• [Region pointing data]

● ● ● ● ●

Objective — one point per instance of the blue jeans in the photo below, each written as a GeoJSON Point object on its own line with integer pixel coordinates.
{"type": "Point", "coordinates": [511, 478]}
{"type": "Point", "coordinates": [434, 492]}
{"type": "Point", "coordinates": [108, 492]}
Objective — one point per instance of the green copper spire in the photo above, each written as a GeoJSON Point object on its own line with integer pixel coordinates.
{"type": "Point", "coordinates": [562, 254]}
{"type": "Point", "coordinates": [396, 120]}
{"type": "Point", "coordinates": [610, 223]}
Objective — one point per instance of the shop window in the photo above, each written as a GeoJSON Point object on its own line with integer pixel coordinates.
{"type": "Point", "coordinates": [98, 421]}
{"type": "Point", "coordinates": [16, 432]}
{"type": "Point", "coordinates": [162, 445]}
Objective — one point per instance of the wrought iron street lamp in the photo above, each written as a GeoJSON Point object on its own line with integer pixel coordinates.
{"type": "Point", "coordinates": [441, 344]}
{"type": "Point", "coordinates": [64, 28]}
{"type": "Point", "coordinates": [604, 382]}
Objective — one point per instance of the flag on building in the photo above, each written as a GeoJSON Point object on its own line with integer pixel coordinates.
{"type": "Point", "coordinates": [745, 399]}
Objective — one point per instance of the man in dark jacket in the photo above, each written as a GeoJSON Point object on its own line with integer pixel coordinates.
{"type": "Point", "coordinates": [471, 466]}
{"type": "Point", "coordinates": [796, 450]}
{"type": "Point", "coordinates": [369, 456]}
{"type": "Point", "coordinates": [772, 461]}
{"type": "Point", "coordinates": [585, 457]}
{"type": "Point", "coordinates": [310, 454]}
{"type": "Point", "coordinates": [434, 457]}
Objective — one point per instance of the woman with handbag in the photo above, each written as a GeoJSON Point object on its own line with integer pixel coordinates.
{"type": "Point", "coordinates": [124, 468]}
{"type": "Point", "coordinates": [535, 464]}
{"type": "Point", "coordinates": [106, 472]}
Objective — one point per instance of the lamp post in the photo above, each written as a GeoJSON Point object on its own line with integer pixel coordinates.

● ● ● ● ●

• [BRIEF]
Up to and including the final line of the data above, please copy every line exactly, starting from the one that contains "Objective — one point per instance of the flag".

• [RESULT]
Objective — one point per instance of the flag on building in the photo above, each written as a GeoJSON Point object on its own line with integer pixel coordinates.
{"type": "Point", "coordinates": [745, 399]}
Objective — one point per instance of the man in dark jacket in the photo above, each written as a GeoJSON Point object on its own line with integer pixel coordinates.
{"type": "Point", "coordinates": [471, 466]}
{"type": "Point", "coordinates": [796, 450]}
{"type": "Point", "coordinates": [369, 456]}
{"type": "Point", "coordinates": [772, 461]}
{"type": "Point", "coordinates": [585, 457]}
{"type": "Point", "coordinates": [310, 454]}
{"type": "Point", "coordinates": [434, 457]}
Objective — one point per instance of the woman with handbag in the photo above, each written as a GeoJSON Point object on its own line with integer pixel coordinates.
{"type": "Point", "coordinates": [124, 468]}
{"type": "Point", "coordinates": [535, 464]}
{"type": "Point", "coordinates": [106, 472]}
Objective — one point per instance of the lamp post in the photo above, each written as a GeoJSON Point object on its own line with integer pixel coordinates.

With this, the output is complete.